**Document excerpt**

____

Local Researcher Agrees With President's Decision on Stem Cells



President Barack Obama today signed an executive order allowing for expanded research on embryonic stem cells. Supporters believe embryonic stem cells, which are considered pluripotent and can differentiate into specific cell types, could be used to create healthy cells and tissues in order to cure diseases such as diabetes, Parkinson’s and Alzheimer’s.

     The new directive permits spending federal monies on embryonic stem cell research, but it doesn’t not allow the use of taxpayer dollars to create new embryonic stem cell lines. Researchers can use lines created with private funds such as those made from embryos produced in fertility clinics.

     Brian Butcher, research professor and associate director of the Tulane Center for Gene Therapy, is enthusiastic about the president’s announcement. He points out that the Tulane center conducts experiments only on adult stem cells, but Butcher feels today’s decision will promote all scientific research, not just embryonic stem cell research.


What does this executive order mean for stem cell research?

____

**Problems to solve**
**1.** Answer these about the stem cell article, each on its own line:
(a) Which kind of stem cells does the Tulane center experiment on?
(b) What may taxpayer dollars not be used to create?
(c) What position does Brian Butcher hold?
**2.** Please list every disease the stem cell article names.
**3.** Write the next paragraph of the stem cell article, following on from its final line.

**Provided data**
____

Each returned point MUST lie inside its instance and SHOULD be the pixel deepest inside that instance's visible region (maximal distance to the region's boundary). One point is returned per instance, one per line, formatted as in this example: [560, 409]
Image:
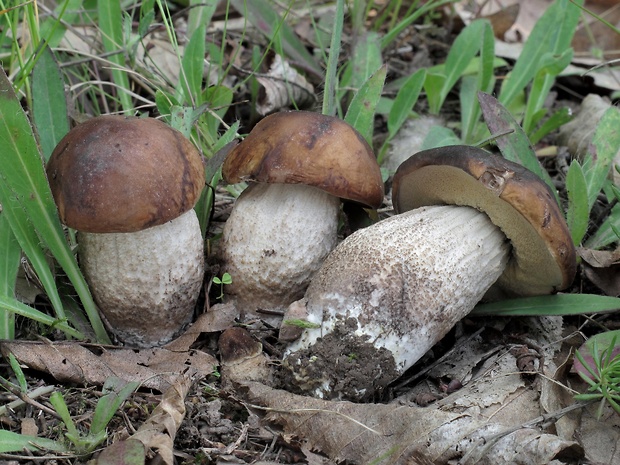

____

**Answers by task**
**1.**
(a) Adult stem cells.
(b) New embryonic stem cell lines.
(c) Research professor and associate director of the Tulane Center for Gene Therapy.

**2.** Diabetes, Parkinson’s, Alzheimer’s

**3.**
“I think for all stem cell research it’s really positive. It’s going to allow us to expand our knowledge of stem cells in general, and certainly in terms of allowing federal monies on embryonic (stem cells) as well as others is a big plus. While we here at Tulane only do adult stem cells and this is one of the states where embryonic (stem cells) as you know is controversial, most scientists would agree that the data aren’t out yet to be able to make a good judgment on what are the best, or if [embryonic stem cells] are the best, or different uses for different types, embryonic versus adult stem cells.”


So this executive order will let researchers use embryonic stem cell lines created from private funds?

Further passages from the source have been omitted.